[Begin THE RECORDS]

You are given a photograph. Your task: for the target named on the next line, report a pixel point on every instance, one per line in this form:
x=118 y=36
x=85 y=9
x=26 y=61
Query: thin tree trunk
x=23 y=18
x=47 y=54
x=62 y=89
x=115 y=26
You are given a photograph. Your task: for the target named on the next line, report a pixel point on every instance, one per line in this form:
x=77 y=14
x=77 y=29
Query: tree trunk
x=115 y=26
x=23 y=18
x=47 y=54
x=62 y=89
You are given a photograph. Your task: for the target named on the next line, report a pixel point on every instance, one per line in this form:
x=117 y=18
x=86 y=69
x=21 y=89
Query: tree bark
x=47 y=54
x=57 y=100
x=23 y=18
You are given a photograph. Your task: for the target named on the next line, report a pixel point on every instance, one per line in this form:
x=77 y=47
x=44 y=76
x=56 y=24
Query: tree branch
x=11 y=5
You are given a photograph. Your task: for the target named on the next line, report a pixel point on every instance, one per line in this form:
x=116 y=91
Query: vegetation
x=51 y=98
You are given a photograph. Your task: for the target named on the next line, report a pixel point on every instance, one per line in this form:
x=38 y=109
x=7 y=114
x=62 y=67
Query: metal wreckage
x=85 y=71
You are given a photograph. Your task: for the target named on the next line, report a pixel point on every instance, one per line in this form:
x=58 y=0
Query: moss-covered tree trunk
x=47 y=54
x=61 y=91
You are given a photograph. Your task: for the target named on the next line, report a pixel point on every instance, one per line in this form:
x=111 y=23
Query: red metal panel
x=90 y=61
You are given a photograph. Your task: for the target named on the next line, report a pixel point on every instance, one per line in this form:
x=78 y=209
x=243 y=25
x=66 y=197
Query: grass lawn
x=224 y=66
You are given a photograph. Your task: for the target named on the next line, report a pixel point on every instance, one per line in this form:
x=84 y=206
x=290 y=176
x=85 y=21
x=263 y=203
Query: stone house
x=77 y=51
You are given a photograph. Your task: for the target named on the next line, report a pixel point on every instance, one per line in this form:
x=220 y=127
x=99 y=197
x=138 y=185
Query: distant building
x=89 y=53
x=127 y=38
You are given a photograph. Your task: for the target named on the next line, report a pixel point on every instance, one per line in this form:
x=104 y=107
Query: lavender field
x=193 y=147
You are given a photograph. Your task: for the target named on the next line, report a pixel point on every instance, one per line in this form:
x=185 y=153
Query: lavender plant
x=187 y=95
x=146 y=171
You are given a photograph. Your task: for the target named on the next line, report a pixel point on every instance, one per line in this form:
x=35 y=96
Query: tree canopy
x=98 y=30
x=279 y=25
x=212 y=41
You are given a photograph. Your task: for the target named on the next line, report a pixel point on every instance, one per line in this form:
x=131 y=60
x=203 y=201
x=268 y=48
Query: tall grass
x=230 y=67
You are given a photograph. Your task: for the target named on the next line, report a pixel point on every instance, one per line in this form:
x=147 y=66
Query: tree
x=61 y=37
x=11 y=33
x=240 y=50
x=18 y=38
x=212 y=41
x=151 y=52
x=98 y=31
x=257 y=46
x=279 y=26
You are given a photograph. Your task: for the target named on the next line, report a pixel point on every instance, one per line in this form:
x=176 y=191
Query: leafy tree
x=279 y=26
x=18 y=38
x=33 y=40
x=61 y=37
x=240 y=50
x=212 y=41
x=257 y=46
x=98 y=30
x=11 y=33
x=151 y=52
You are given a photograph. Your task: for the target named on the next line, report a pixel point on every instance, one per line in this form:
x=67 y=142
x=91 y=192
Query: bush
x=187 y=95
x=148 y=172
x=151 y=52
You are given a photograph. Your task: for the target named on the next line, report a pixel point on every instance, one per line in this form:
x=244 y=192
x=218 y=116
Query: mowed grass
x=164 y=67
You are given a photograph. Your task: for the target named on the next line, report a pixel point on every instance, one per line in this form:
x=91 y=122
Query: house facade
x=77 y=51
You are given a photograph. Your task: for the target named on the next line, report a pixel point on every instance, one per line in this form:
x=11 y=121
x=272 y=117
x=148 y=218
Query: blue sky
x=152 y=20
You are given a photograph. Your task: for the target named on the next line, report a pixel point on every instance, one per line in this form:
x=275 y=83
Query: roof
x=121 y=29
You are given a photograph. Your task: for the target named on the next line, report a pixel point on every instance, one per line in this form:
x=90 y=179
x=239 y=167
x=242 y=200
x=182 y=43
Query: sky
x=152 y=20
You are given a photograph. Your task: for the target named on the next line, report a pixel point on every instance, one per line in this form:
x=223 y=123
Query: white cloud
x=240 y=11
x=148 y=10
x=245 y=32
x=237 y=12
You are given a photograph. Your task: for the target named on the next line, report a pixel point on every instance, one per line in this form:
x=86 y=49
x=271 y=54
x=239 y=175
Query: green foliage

[End THE RECORDS]

[WRITTEN TASK]
Go through the records above and set each one down exactly, please.

[EXPECTED ANSWER]
You are given a photograph. Your task: for the target named on the next line, report a pixel point on every instance, one per line in this form:
x=118 y=36
x=85 y=9
x=26 y=61
Query: thin tree trunk
x=23 y=18
x=47 y=54
x=62 y=89
x=115 y=26
You are given a photograph. Your task: for the target named on the next line, report a pixel point on every instance, one per line in this form:
x=77 y=14
x=77 y=29
Query: tree trunk
x=115 y=26
x=23 y=18
x=47 y=54
x=62 y=89
You are given a photograph. Your task: for the target named on the next line, report a pixel point on every instance, one per line in this form:
x=117 y=18
x=86 y=69
x=21 y=89
Query: tree bark
x=47 y=54
x=57 y=100
x=23 y=18
You are given a photograph. Your task: for the target named on the next line, report a pixel point on every instance, one per line in this form:
x=77 y=47
x=44 y=76
x=56 y=24
Query: tree branch
x=11 y=5
You are given a photograph. Your task: for the target named on the next line, report a pixel point on every instance, one per line in this form:
x=116 y=91
Query: vegetation
x=51 y=98
You are given a photograph. Your task: for the target named on the next line, report a pixel point on every instance, one per line in this form:
x=38 y=109
x=7 y=114
x=62 y=67
Query: metal wreckage
x=85 y=71
You are given a photograph. Your task: for the target named on the next line, report a pixel point on every instance, one per line in this form:
x=58 y=0
Query: moss-covered tree trunk
x=47 y=54
x=61 y=91
You are given a photograph. Your task: for the target named on the next line, report a pixel point on every instance, one per line in this form:
x=111 y=23
Query: red metal panel
x=90 y=61
You are given a photograph. Your task: for the target named on the next line, report a pixel point on every instance, one per line in this form:
x=78 y=209
x=243 y=25
x=66 y=197
Query: grass lawn
x=224 y=66
You are given a photograph. Your task: for the target named on the next line, report a pixel point on every instance, one per line in this form:
x=84 y=206
x=290 y=176
x=85 y=21
x=263 y=203
Query: stone house
x=77 y=51
You are given a photograph. Your task: for the target named on the next line, report a pixel point on every instance, one per line in this form:
x=220 y=127
x=99 y=197
x=138 y=185
Query: distant building
x=89 y=53
x=127 y=38
You are given a photograph. Your task: for the target named on the next line, report a pixel point on every instance, one per line in this form:
x=104 y=107
Query: lavender field
x=193 y=147
You are given a photograph. Your task: for the target named on the next line, report a pixel point on every instance, one per line in this form:
x=185 y=153
Query: lavender plant
x=187 y=95
x=146 y=171
You are given a photograph. Your task: for the target named on the next line, report a pixel point on every instance, one per line in this form:
x=35 y=96
Query: tree canopy
x=98 y=30
x=279 y=25
x=212 y=41
You are given a photograph. Your task: for the target named on the next line, report a pixel point on every instance, one per line in this form:
x=131 y=60
x=203 y=201
x=268 y=48
Query: tall grass
x=230 y=67
You are given a photograph. Your task: for the target named on the next line, report a pixel point on every instance, one per line in this form:
x=147 y=66
Query: tree
x=61 y=37
x=11 y=33
x=240 y=50
x=18 y=38
x=212 y=41
x=151 y=52
x=98 y=31
x=257 y=46
x=279 y=26
You are given a photograph. Your task: for the target named on the next line, report a pixel point on every instance, one per line in this form:
x=176 y=191
Query: leafy tree
x=279 y=26
x=18 y=38
x=33 y=40
x=61 y=37
x=240 y=50
x=212 y=41
x=257 y=46
x=98 y=30
x=11 y=33
x=151 y=52
You are given a photograph. Your task: for the target named on the next line, report a pixel point on every instance, one per line in this form:
x=67 y=142
x=91 y=192
Query: bush
x=187 y=95
x=148 y=172
x=151 y=52
You are given a photograph. Your task: for the target named on the next line, report a pixel point on every instance, one per line in this form:
x=244 y=192
x=218 y=116
Query: mowed grass
x=164 y=67
You are given a photograph. Your task: for the target named on the next line, report a pixel point on every instance, one per line in this form:
x=91 y=122
Query: house facade
x=77 y=51
You are given a photograph. Your task: for the target named on the next line, report a pixel point on every instance, one per line in this form:
x=11 y=121
x=272 y=117
x=148 y=218
Query: blue sky
x=152 y=20
You are given a photograph. Your task: for the target named on the next line, report a pixel point on every instance, one per line in this form:
x=275 y=83
Query: roof
x=121 y=29
You are given a photograph. Your task: for the target named on the next line, report a pixel point on every instance, one per line in this form:
x=90 y=179
x=239 y=167
x=242 y=200
x=182 y=43
Query: sky
x=152 y=20
You are given a photograph. Your task: for the target named on the next line, report a pixel point on every instance, one per line in this form:
x=223 y=123
Query: white cloud
x=240 y=11
x=148 y=10
x=245 y=32
x=237 y=12
You are given a photograph. Your task: for the target named on the next line, report a pixel point on every instance, one per line in this form:
x=86 y=49
x=271 y=54
x=239 y=175
Query: green foliage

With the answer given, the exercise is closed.